課題 1:
次の(a)〜(c)が下のページ抜粋の内容と合っているかを、それぞれ「はい」か「いいえ」で答えてください。判断の根拠となる語句も本文からそのまま引用してください。
(a) 公的機関は、健康被害のない違反の追及に力を入れている。
(b) 83年のアサリの国内生産は17万トンを超えていた。
(c) 過当な競争環境にデフレが加わっている。
課題 2: 下のページ抜粋に出てくる年をすべて、本文の表記どおりに挙げてください。
課題 3:
下のページ抜粋について、次の問いに答えてください。
(a) 不当表示の例として挙げられているものは何ですか。
(b) 今の食品関連の商売の環境は、文字通り何だと述べられていますか。
(c) 「もっと厄介で深刻な問題」とされているのは何ですか。

取り締まる側の公的機関も熊本産アサリや輸入牛の不当表示など、健康被害のない違反追及に対しては力が入らない。業者も違反に対して重罰を科さされることもない。人の噂も75日。大雑把に見るとその当たりに偽装が繰り返される背景があるといってもいいだろう。
もう1つは食品関連企業の低収益体質と国産品生産の環境劣化だ。「食い物商売なら食いっぱぐれはない」といわれたのは昔のことで、今やその環境は文字通りレッドオーシャンだ。この過当な競争環境にデフレも加わり偽装を生む環境が醸成される。
しかし、もっと厄介で深刻な問題がある。それは我が国の極端な自給率の低下だ。83年には17万トンを超えていたアサリの国内生産は07年には3,5万トン余り、20年になるとわずか4,300tである。今やもう純国産のアサリはないに等しい。

提供資料:
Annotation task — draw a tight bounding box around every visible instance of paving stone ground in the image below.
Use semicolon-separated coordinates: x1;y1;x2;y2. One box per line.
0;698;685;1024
--
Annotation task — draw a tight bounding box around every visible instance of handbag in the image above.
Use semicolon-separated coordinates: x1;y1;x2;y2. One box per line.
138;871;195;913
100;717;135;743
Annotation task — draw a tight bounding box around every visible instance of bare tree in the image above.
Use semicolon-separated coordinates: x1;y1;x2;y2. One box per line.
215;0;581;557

解答 1:
(a) いいえ。「健康被害のない違反追及に対しては力が入らない」
(b) はい。「83年には17万トンを超えていた」
(c) はい。「この過当な競争環境にデフレも加わり」

解答 2: 83年、07年、20年

解答 3:
(a) 熊本産アサリと輸入牛です。
(b) レッドオーシャンです。
(c) 我が国の極端な自給率の低下です。